[begin PROVIDED ENTRIES]

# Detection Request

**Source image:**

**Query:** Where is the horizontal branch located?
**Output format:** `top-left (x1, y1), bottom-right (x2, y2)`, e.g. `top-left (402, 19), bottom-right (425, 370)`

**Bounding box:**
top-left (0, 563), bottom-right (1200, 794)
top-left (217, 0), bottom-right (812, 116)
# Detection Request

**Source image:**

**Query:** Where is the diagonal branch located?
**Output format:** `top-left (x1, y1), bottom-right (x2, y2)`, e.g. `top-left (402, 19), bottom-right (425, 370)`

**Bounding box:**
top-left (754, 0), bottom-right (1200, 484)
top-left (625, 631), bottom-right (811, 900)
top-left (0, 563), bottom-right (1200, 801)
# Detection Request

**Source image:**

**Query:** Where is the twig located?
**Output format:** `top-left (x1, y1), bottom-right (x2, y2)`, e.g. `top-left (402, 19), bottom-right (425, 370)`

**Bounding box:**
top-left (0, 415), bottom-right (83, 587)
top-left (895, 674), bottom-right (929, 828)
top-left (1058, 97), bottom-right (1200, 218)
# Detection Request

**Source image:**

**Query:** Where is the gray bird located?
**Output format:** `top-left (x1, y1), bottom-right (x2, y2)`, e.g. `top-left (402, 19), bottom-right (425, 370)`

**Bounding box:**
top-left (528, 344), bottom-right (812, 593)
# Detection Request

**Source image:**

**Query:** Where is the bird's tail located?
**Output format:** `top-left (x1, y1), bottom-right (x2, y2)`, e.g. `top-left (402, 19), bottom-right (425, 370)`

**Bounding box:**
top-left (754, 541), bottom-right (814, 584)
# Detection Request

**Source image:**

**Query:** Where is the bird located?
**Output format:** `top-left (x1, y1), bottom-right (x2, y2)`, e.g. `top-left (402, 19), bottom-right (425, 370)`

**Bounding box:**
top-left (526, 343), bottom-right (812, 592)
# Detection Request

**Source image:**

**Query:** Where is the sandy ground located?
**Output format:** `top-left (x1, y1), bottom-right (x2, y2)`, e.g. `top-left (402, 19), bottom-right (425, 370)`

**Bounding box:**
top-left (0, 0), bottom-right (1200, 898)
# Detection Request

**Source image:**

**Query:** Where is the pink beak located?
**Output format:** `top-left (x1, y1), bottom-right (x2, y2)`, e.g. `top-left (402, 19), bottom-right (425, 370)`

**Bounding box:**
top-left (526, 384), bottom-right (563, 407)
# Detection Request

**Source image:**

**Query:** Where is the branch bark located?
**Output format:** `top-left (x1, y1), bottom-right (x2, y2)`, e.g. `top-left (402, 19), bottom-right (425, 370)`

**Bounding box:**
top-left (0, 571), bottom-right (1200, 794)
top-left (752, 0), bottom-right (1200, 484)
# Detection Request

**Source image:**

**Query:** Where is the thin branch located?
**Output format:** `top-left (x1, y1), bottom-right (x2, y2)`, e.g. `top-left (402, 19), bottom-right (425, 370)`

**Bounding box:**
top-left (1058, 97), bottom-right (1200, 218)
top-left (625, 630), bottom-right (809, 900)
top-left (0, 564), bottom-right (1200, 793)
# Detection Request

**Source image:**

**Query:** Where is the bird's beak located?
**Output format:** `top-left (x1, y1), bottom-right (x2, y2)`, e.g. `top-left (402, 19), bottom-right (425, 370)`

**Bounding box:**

[end PROVIDED ENTRIES]

Switch every "Detection Request" to "Localization Request" in the items from the start of the source data through the line holding "top-left (528, 344), bottom-right (812, 593)", inclusive, and leave everything else unchanged.

# Localization Request

**Source image:**

**Query:** Where is the horizontal branch located?
**Output format:** `top-left (x1, y1), bottom-right (x2, y2)`, e.g. `top-left (402, 19), bottom-right (425, 370)`

**Bounding box:**
top-left (0, 563), bottom-right (1200, 794)
top-left (217, 0), bottom-right (812, 116)
# Localization Request

**Source image:**

**Query:** Where is the diagonal branch located?
**Output format:** `top-left (x1, y1), bottom-right (x2, y2)`, e.g. `top-left (402, 19), bottom-right (425, 370)`

**Bounding box:**
top-left (754, 0), bottom-right (1200, 484)
top-left (625, 631), bottom-right (811, 900)
top-left (0, 563), bottom-right (1200, 801)
# Localization Request

**Source image:**

**Query:** Where is the twig located?
**Output format:** `top-left (x1, y1), bottom-right (x2, y2)`, e.g. `top-left (402, 19), bottom-right (425, 370)`

**Bounding box:**
top-left (0, 415), bottom-right (83, 587)
top-left (895, 674), bottom-right (929, 828)
top-left (1058, 97), bottom-right (1200, 218)
# Localization Request

**Source image:**

**Query:** Where is the gray bird located?
**Output format:** `top-left (x1, y1), bottom-right (x2, y2)`, e.g. `top-left (402, 19), bottom-right (425, 370)`

**Bounding box:**
top-left (528, 344), bottom-right (812, 593)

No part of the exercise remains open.